### EXERCISE PROMPT
Each line that contains the word "cart" is to be copied from the records below.

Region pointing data
********

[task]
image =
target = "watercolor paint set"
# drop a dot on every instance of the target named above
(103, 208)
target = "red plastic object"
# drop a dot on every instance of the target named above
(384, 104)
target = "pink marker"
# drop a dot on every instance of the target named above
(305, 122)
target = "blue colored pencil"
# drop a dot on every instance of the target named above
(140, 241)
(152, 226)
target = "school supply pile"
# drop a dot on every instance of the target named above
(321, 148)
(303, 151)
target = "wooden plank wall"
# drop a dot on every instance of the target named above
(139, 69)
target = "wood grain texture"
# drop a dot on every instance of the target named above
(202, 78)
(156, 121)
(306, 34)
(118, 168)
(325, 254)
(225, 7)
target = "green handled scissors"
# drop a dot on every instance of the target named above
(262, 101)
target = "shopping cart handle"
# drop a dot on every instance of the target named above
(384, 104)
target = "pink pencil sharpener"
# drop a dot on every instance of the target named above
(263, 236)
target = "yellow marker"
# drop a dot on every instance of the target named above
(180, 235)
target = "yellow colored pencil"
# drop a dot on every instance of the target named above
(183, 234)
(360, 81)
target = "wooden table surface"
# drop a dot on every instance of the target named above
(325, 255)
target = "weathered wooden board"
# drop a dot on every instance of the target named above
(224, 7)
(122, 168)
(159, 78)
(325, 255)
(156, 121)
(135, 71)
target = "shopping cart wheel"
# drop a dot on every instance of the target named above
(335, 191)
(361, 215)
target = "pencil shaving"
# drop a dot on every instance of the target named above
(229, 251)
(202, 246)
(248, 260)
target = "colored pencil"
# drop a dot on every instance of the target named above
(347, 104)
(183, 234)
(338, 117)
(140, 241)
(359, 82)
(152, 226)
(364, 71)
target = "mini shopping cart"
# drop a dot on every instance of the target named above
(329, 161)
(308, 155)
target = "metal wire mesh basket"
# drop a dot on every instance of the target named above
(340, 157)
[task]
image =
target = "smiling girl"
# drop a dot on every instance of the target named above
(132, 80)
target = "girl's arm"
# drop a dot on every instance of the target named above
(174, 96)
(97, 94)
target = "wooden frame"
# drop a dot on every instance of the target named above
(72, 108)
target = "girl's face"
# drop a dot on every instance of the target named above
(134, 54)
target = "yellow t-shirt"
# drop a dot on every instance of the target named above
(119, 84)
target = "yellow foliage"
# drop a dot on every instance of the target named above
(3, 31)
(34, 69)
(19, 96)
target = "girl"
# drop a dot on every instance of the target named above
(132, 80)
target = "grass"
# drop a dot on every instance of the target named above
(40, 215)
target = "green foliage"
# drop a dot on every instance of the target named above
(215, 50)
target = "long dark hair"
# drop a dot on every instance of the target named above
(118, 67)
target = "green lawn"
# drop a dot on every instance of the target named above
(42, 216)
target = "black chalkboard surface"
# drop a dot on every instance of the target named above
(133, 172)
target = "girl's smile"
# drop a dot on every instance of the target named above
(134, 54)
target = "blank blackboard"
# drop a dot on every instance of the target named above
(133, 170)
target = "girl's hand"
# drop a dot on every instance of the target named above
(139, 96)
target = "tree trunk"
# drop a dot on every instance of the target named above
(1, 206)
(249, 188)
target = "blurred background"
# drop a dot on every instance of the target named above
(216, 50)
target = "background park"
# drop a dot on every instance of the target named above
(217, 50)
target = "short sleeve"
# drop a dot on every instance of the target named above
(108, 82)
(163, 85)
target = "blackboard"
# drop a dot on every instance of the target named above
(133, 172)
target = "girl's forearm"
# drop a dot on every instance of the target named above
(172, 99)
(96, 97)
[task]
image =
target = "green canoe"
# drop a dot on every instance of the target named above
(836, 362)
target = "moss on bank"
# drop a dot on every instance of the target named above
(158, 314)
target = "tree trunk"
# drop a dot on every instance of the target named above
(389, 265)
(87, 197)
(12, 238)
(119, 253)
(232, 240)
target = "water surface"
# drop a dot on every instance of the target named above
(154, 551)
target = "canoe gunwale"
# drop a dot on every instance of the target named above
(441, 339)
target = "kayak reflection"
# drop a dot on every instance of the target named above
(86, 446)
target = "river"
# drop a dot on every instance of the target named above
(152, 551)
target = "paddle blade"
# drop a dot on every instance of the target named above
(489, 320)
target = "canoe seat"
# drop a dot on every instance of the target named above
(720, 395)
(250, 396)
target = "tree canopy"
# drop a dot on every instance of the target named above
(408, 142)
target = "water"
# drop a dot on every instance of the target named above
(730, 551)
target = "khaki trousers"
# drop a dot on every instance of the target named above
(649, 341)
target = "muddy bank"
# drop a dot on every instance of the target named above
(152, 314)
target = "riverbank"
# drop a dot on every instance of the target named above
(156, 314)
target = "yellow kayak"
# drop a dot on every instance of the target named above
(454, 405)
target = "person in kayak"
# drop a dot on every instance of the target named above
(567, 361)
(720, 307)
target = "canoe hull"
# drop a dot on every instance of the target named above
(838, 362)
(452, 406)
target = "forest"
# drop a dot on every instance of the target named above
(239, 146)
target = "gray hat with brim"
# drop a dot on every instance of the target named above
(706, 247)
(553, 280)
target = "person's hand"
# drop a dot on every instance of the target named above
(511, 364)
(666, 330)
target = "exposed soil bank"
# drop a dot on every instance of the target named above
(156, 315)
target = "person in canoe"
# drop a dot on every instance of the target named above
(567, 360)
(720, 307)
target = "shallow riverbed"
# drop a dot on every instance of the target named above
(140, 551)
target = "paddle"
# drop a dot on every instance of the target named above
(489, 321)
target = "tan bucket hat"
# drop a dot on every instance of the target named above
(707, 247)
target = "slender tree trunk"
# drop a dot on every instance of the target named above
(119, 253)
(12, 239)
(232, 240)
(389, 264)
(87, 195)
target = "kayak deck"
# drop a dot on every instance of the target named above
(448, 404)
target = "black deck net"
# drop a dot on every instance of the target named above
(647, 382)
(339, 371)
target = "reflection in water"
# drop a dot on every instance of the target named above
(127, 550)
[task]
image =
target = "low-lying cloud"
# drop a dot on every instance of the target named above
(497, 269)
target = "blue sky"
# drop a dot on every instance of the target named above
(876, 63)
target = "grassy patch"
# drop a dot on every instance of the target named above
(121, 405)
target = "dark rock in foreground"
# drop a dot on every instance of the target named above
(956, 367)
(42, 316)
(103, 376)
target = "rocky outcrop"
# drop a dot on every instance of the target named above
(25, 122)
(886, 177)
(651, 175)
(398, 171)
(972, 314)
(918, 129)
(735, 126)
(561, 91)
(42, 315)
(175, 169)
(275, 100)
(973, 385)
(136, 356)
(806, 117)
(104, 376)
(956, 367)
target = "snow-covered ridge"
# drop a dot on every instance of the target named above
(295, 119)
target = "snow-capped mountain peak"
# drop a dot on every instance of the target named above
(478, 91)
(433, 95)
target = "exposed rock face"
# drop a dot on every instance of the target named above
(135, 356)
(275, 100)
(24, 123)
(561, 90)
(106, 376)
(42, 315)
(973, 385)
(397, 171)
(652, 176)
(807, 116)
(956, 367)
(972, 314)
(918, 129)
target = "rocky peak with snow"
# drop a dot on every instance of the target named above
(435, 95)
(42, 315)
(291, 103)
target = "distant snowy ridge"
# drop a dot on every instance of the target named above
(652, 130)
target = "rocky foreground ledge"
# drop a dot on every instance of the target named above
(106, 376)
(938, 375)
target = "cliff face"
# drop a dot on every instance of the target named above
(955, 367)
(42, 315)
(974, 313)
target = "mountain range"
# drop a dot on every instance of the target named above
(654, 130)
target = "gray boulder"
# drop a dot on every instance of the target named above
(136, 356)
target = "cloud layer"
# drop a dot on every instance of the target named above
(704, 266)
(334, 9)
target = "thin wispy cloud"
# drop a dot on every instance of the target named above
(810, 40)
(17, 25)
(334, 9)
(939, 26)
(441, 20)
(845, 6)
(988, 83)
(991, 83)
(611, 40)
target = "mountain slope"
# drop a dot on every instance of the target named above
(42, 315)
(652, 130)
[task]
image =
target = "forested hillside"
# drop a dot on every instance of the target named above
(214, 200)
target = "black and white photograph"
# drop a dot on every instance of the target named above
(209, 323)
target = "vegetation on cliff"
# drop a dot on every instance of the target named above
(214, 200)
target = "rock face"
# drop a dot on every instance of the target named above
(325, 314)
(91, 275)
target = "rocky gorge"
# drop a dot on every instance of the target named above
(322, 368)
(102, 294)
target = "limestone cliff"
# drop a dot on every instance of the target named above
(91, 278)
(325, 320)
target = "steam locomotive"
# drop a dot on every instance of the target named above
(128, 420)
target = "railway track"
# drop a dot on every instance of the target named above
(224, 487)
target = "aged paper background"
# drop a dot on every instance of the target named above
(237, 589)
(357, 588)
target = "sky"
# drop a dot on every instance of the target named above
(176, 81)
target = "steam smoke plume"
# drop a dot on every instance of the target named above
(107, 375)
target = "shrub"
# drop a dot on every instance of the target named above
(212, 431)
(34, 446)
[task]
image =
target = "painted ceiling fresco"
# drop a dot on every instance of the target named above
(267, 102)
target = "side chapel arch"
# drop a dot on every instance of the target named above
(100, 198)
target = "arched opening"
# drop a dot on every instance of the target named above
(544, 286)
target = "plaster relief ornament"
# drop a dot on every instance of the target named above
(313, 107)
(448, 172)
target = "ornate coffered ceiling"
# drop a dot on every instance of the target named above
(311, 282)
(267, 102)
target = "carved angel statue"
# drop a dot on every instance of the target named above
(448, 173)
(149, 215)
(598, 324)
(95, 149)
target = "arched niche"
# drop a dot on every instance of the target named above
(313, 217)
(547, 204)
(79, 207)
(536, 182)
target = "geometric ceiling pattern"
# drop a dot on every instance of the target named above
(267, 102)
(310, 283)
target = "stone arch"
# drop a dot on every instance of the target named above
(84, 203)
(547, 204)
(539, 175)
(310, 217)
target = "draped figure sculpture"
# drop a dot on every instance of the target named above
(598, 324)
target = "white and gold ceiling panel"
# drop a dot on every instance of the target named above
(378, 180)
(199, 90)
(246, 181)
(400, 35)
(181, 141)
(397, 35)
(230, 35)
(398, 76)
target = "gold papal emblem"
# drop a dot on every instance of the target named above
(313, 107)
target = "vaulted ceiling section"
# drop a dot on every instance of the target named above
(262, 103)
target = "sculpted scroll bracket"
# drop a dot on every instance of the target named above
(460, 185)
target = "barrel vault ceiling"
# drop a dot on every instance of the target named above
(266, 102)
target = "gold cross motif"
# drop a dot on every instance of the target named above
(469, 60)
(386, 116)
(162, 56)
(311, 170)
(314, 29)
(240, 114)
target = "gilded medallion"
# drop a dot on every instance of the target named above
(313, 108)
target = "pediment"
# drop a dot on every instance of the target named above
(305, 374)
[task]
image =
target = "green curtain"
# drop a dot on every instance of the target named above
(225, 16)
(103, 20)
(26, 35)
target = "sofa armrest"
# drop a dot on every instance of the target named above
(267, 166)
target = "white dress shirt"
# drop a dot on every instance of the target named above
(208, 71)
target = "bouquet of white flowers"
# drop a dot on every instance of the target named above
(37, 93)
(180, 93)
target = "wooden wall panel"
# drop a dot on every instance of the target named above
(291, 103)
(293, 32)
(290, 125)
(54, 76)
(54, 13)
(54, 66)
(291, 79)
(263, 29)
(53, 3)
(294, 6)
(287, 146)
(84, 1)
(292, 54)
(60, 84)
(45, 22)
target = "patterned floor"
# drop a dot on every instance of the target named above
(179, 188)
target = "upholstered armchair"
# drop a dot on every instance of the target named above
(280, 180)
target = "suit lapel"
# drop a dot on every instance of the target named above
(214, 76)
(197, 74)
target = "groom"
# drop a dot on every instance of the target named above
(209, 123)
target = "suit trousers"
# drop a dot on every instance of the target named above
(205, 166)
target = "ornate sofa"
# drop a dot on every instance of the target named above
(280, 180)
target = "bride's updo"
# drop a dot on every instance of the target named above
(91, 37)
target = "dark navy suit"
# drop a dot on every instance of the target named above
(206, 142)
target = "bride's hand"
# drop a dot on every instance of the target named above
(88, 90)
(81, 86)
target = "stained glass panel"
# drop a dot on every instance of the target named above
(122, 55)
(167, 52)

********

### RESPONSE FOR THIS EXERCISE
target = "shopping cart handle"
target = "shopping cart wheel"
target = "mini shopping cart"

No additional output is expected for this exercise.